======== Dataset excerpts ========
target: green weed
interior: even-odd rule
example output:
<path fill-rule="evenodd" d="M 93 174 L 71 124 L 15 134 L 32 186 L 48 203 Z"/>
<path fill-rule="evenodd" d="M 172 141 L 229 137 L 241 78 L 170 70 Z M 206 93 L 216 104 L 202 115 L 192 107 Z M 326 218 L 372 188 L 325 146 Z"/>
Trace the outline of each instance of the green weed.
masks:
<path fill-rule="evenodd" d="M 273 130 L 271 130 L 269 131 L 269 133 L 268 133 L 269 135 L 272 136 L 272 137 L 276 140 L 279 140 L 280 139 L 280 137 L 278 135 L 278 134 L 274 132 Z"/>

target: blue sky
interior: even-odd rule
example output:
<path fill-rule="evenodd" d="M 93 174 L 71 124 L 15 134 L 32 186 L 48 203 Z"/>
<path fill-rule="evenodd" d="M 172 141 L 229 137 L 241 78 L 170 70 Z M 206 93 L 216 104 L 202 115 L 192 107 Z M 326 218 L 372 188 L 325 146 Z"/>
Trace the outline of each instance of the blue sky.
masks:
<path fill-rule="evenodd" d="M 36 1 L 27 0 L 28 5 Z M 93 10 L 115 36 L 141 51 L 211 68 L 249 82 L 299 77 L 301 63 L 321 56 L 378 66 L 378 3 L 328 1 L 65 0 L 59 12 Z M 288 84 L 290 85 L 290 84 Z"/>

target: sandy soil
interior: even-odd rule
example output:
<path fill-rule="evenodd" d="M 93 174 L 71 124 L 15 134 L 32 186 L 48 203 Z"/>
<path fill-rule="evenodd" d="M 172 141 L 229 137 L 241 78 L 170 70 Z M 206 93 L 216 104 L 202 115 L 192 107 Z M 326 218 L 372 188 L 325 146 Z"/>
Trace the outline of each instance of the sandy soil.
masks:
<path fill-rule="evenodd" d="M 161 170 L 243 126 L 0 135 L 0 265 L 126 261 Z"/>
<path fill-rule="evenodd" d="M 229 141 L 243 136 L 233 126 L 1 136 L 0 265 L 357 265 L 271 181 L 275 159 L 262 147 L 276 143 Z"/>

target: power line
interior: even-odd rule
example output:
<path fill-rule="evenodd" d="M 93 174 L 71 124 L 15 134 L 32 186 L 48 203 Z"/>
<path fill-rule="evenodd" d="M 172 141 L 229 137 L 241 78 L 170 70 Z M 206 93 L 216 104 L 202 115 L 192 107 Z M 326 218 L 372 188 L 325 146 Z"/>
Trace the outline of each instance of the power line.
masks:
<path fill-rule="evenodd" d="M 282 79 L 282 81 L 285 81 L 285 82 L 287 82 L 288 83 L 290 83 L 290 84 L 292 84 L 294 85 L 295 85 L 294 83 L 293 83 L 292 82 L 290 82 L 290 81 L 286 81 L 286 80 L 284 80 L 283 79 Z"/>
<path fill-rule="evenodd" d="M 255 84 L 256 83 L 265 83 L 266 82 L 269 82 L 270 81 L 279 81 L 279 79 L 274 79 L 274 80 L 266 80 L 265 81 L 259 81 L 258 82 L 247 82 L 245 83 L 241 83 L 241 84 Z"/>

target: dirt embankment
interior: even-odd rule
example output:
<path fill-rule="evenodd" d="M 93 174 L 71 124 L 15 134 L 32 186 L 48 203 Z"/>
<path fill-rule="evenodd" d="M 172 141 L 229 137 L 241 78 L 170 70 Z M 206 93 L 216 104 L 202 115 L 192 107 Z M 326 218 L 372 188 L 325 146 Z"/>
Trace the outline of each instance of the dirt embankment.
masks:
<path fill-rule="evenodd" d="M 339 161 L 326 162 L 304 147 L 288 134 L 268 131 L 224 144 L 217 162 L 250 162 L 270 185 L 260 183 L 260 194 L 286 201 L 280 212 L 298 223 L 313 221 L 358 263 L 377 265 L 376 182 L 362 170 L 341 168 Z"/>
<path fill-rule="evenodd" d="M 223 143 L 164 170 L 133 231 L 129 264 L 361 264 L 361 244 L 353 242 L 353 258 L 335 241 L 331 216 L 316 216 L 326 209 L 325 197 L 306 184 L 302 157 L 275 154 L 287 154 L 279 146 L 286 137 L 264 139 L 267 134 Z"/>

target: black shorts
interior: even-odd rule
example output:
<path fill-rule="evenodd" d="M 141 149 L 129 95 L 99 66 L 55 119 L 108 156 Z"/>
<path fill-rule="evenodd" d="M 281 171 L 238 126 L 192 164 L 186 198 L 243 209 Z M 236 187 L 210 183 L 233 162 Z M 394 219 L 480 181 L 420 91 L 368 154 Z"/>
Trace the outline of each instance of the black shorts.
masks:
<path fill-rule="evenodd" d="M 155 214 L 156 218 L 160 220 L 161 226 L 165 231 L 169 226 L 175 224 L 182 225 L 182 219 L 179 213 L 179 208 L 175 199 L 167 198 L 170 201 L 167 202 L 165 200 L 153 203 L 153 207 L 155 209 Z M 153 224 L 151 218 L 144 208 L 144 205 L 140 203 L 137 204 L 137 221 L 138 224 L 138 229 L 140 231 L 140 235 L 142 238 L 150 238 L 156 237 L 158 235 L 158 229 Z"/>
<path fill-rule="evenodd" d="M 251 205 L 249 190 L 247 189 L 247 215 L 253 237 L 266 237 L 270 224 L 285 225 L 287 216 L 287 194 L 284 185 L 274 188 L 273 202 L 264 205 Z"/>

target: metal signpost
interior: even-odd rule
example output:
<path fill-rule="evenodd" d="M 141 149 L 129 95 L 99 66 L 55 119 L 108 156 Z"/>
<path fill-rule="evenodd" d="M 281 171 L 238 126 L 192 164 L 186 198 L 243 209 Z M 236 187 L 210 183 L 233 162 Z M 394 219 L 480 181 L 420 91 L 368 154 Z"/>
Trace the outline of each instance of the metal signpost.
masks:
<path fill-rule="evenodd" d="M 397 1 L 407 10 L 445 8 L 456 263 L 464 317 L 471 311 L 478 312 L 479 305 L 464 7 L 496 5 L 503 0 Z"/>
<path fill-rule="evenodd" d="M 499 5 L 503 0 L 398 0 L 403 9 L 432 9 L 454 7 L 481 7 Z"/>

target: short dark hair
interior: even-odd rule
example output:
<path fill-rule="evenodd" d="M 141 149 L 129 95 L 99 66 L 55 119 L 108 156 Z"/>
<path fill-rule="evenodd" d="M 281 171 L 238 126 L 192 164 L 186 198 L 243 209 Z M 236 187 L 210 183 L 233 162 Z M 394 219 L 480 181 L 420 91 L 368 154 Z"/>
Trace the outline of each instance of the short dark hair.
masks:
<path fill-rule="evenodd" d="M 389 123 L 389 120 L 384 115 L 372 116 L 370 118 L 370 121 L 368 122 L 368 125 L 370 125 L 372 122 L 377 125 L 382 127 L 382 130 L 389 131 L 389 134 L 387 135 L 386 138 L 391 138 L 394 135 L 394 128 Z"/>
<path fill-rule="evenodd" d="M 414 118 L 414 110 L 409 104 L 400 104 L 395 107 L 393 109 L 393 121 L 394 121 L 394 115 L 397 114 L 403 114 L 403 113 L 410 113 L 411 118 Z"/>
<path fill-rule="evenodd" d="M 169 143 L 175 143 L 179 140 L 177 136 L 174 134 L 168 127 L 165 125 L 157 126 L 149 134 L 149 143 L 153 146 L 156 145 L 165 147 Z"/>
========
• [Stated goal]
Could you rewrite all of the lines above, putting "Draw the border" wherever "Trace the outline" appears and keeping everything else the same?

• [Answer to this task]
target: green weed
interior: even-odd rule
example output:
<path fill-rule="evenodd" d="M 93 174 L 71 124 L 15 134 L 32 186 L 48 203 Z"/>
<path fill-rule="evenodd" d="M 172 141 L 229 137 L 241 78 L 170 70 Z M 206 93 L 216 104 L 202 115 L 192 107 Z M 326 218 L 372 188 L 325 146 Z"/>
Draw the border of each instance of the green weed.
masks:
<path fill-rule="evenodd" d="M 273 130 L 271 130 L 269 131 L 269 133 L 268 133 L 269 135 L 272 136 L 272 137 L 276 140 L 279 140 L 280 139 L 280 137 L 278 135 L 278 134 L 274 132 Z"/>

target: blue sky
interior: even-odd rule
example output:
<path fill-rule="evenodd" d="M 93 174 L 71 124 L 15 134 L 32 186 L 48 203 Z"/>
<path fill-rule="evenodd" d="M 172 141 L 229 137 L 241 78 L 170 70 Z M 206 93 L 216 104 L 202 115 L 192 107 Z M 326 218 L 372 188 L 325 146 Z"/>
Draw the border of each instance of the blue sky.
masks:
<path fill-rule="evenodd" d="M 36 1 L 27 0 L 28 5 Z M 93 10 L 115 36 L 141 51 L 211 68 L 249 82 L 299 77 L 301 63 L 321 56 L 378 66 L 378 3 L 328 1 L 65 0 L 59 12 Z M 288 84 L 290 85 L 290 84 Z"/>

target: sandy soil
interior: even-odd rule
example output:
<path fill-rule="evenodd" d="M 93 174 L 71 124 L 15 134 L 32 186 L 48 203 Z"/>
<path fill-rule="evenodd" d="M 172 141 L 229 137 L 241 78 L 170 70 Z M 206 93 L 216 104 L 202 115 L 192 107 Z M 326 218 L 372 188 L 325 146 Z"/>
Draw the border of each instance of the sandy soil.
masks:
<path fill-rule="evenodd" d="M 161 170 L 243 126 L 0 135 L 0 265 L 126 261 Z"/>
<path fill-rule="evenodd" d="M 229 141 L 243 136 L 233 126 L 1 136 L 0 265 L 357 265 L 271 181 L 275 159 L 262 147 L 276 143 Z"/>

target: power line
interior: even-odd rule
example output:
<path fill-rule="evenodd" d="M 93 174 L 71 124 L 15 134 L 32 186 L 48 203 Z"/>
<path fill-rule="evenodd" d="M 172 141 L 229 137 L 241 78 L 170 70 Z M 206 93 L 216 104 L 202 115 L 192 107 Z M 326 218 L 372 188 L 325 146 Z"/>
Draw the border of each instance of the power line.
masks:
<path fill-rule="evenodd" d="M 282 79 L 282 81 L 285 81 L 285 82 L 287 82 L 288 83 L 290 83 L 290 84 L 292 84 L 294 85 L 295 85 L 294 83 L 293 83 L 292 82 L 290 82 L 290 81 L 286 81 L 286 80 L 284 80 L 283 79 Z"/>
<path fill-rule="evenodd" d="M 255 84 L 256 83 L 265 83 L 266 82 L 269 82 L 270 81 L 279 81 L 279 79 L 274 79 L 274 80 L 266 80 L 265 81 L 259 81 L 258 82 L 247 82 L 245 83 L 241 83 L 241 84 Z"/>

target: dirt embankment
interior: even-odd rule
example output:
<path fill-rule="evenodd" d="M 93 174 L 71 124 L 15 134 L 32 186 L 48 203 Z"/>
<path fill-rule="evenodd" d="M 172 141 L 229 137 L 241 78 L 170 70 Z M 206 93 L 216 104 L 202 115 L 192 107 Z M 326 218 L 372 188 L 325 146 Z"/>
Draw the border of each instance of the dirt embankment.
masks:
<path fill-rule="evenodd" d="M 339 161 L 326 162 L 304 147 L 288 134 L 268 131 L 224 144 L 217 162 L 250 162 L 270 185 L 260 183 L 260 194 L 286 201 L 280 212 L 298 223 L 313 221 L 358 263 L 377 265 L 376 182 L 362 170 L 341 168 Z"/>
<path fill-rule="evenodd" d="M 223 143 L 164 170 L 133 231 L 129 264 L 361 264 L 361 244 L 353 242 L 353 258 L 335 241 L 331 216 L 316 216 L 326 209 L 325 197 L 306 184 L 302 157 L 275 154 L 287 154 L 279 146 L 286 137 L 264 139 L 267 134 Z"/>

target: black shorts
interior: even-odd rule
example output:
<path fill-rule="evenodd" d="M 141 149 L 129 95 L 99 66 L 55 119 L 108 156 Z"/>
<path fill-rule="evenodd" d="M 281 171 L 238 126 L 192 164 L 186 198 L 243 209 Z M 236 187 L 210 183 L 233 162 Z M 394 219 L 480 181 L 420 91 L 368 154 Z"/>
Draw the border of each instance of the black shorts.
masks:
<path fill-rule="evenodd" d="M 155 214 L 156 218 L 160 220 L 161 226 L 165 231 L 169 226 L 175 224 L 182 225 L 182 219 L 179 213 L 179 208 L 175 199 L 167 198 L 170 201 L 167 202 L 165 200 L 153 203 L 153 207 L 155 209 Z M 153 224 L 151 218 L 144 208 L 144 205 L 140 203 L 137 204 L 137 221 L 138 224 L 138 229 L 140 231 L 140 235 L 142 238 L 150 238 L 156 237 L 158 235 L 158 229 Z"/>
<path fill-rule="evenodd" d="M 251 205 L 249 190 L 247 189 L 247 215 L 253 237 L 266 237 L 270 224 L 285 225 L 287 216 L 287 194 L 284 185 L 274 188 L 273 202 L 264 205 Z"/>

target: metal signpost
interior: even-odd rule
example output:
<path fill-rule="evenodd" d="M 141 149 L 129 95 L 99 66 L 55 119 L 108 156 Z"/>
<path fill-rule="evenodd" d="M 281 171 L 238 126 L 192 164 L 186 198 L 243 209 Z M 236 187 L 210 183 L 233 162 Z M 394 219 L 480 181 L 420 91 L 368 154 Z"/>
Draw the border of each instance of the metal signpost.
masks:
<path fill-rule="evenodd" d="M 397 1 L 407 10 L 445 8 L 456 263 L 464 317 L 471 311 L 478 312 L 479 305 L 464 7 L 496 5 L 503 0 Z"/>
<path fill-rule="evenodd" d="M 499 5 L 503 0 L 398 0 L 403 9 L 432 9 L 454 7 L 481 7 Z"/>

target: short dark hair
interior: even-odd rule
example output:
<path fill-rule="evenodd" d="M 141 149 L 129 95 L 99 66 L 55 119 L 108 156 Z"/>
<path fill-rule="evenodd" d="M 281 171 L 238 126 L 192 164 L 186 198 L 243 209 Z M 236 187 L 210 183 L 233 162 Z M 394 219 L 480 181 L 420 91 L 368 154 Z"/>
Draw the border of each instance of the short dark hair.
masks:
<path fill-rule="evenodd" d="M 389 123 L 389 120 L 384 115 L 372 116 L 370 118 L 370 121 L 368 122 L 368 125 L 370 125 L 372 122 L 377 125 L 382 127 L 382 130 L 389 131 L 389 134 L 387 135 L 386 138 L 391 138 L 394 135 L 394 128 Z"/>
<path fill-rule="evenodd" d="M 414 118 L 414 110 L 409 104 L 400 104 L 395 107 L 393 109 L 393 121 L 394 121 L 394 115 L 397 114 L 403 114 L 403 113 L 410 113 L 411 118 Z"/>
<path fill-rule="evenodd" d="M 169 143 L 175 143 L 179 140 L 177 136 L 174 134 L 168 127 L 165 125 L 157 126 L 149 134 L 149 143 L 153 146 L 156 145 L 165 147 Z"/>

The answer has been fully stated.